1

I'm accessing the wikipedia api like so: http://en.wikipedia.org/w/api.php?action=query&prop=extracts&format=xml&exsentences=2&exlimit=10&exintro=&explaintext=&redirects=&generator=search&gsrsearch=France&gsrlimit=10

This gives me xml, which I'm having trouble accessing. I've tried the following, but I'm getting nothing in return:

    ini_set("user_agent", 'myemail');   
$xml=simplexml_load_file('http://en.wikipedia.org/w/api.php?action=query&prop=extracts&format=xml&exsentences=2&exlimit=10&exintro=&explaintext=&redirects=&generator=search&gsrsearch=France&gsrlimit=10');        
header('Content-Type: text/xml'); 
echo $xml->api->query->pages->page[0]->extract;

Can anyone tell me what I'm doing wrong? Please take into account that I'm an XML newbie here...

Phil
  • 1,719
  • 6
  • 21
  • 36

2 Answers2

2

try

$xml=simplexml_load_file('http://en.wikipedia.org/w/api.php?action=query&prop=extracts&format=xml&exsentences=2&exlimit=10&exintro=&explaintext=&redirects=&generator=search&gsrsearch=France&gsrlimit=10');
echo $xml->query->pages->page[0]->extract;

output:- In the Second World War, the Battle of France, also known as the Fall of France, was the successful German invasion of France and the Low Countries, beginning on 10 May 1940, defeating primarily French forces. The battle consisted of two main operations.

■ SHORT EXERCISE A
In the forum thread, what PHP function is used to load the XML from the Wikipedia API?
■ SHORT EXERCISE B
Extract, word for word, the part of the forum thread from "output:- In the" up to and including "two main operations.".

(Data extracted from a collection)
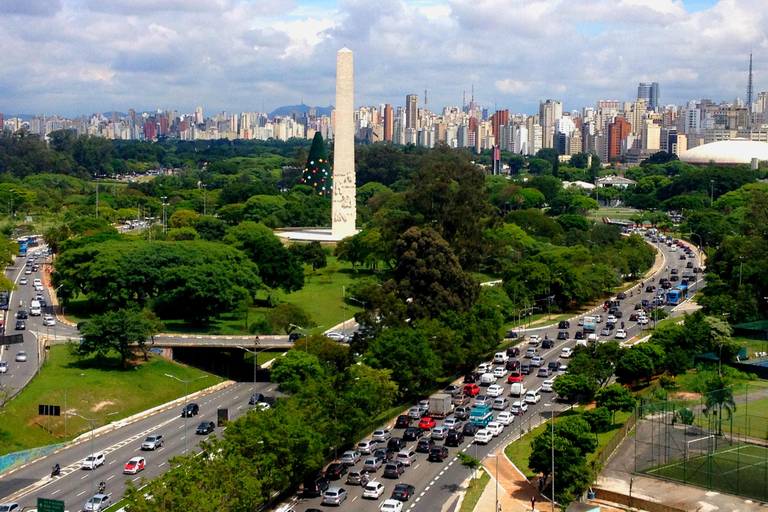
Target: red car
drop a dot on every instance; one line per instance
(471, 389)
(427, 423)
(134, 465)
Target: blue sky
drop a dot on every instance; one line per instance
(81, 56)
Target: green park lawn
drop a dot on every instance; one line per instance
(95, 387)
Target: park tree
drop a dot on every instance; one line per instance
(429, 277)
(615, 398)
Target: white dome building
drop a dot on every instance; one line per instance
(726, 152)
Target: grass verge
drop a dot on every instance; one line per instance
(94, 387)
(474, 491)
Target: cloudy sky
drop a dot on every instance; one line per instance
(81, 56)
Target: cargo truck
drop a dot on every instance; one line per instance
(440, 405)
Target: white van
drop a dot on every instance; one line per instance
(500, 357)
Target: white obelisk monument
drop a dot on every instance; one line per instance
(344, 208)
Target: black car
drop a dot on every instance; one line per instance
(403, 421)
(316, 486)
(403, 492)
(412, 434)
(335, 471)
(471, 378)
(437, 454)
(454, 438)
(393, 470)
(425, 444)
(190, 410)
(470, 429)
(205, 427)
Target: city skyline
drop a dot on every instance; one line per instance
(74, 57)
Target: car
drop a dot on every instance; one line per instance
(427, 423)
(483, 436)
(204, 428)
(98, 503)
(134, 465)
(518, 407)
(439, 433)
(393, 469)
(335, 471)
(350, 457)
(190, 410)
(373, 490)
(471, 389)
(412, 434)
(153, 442)
(425, 444)
(358, 477)
(532, 397)
(367, 446)
(437, 454)
(403, 492)
(391, 506)
(93, 461)
(454, 438)
(334, 496)
(469, 429)
(403, 421)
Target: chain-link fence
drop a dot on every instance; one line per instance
(718, 441)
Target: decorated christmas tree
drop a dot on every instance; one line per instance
(317, 172)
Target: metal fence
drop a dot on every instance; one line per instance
(718, 441)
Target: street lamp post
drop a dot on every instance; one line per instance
(92, 422)
(65, 403)
(186, 385)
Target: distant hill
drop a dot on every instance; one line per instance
(301, 109)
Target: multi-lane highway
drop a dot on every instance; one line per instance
(435, 482)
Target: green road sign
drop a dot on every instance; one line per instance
(44, 505)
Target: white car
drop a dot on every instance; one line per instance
(532, 397)
(391, 506)
(373, 490)
(505, 418)
(494, 390)
(495, 427)
(483, 436)
(93, 461)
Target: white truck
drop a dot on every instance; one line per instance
(440, 405)
(517, 389)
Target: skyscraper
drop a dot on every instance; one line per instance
(412, 111)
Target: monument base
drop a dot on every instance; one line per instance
(312, 235)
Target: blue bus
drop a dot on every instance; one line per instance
(677, 295)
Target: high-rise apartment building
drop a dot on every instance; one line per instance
(412, 111)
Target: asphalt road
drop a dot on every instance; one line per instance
(75, 485)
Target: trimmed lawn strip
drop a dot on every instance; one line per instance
(474, 492)
(104, 387)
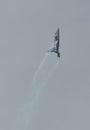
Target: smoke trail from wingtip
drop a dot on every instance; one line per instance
(40, 68)
(40, 79)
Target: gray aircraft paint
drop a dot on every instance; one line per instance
(26, 31)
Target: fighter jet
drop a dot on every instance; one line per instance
(56, 44)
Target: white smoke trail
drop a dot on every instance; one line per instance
(27, 112)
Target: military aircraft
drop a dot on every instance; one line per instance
(56, 44)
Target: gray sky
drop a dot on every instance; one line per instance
(26, 32)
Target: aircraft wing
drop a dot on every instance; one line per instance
(56, 40)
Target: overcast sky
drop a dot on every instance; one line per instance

■ TASK RESULT A
simplexml_load_file

■ TASK RESULT B
output:- In the Second World War, the Battle of France, also known as the Fall of France, was the successful German invasion of France and the Low Countries, beginning on 10 May 1940, defeating primarily French forces. The battle consisted of two main operations.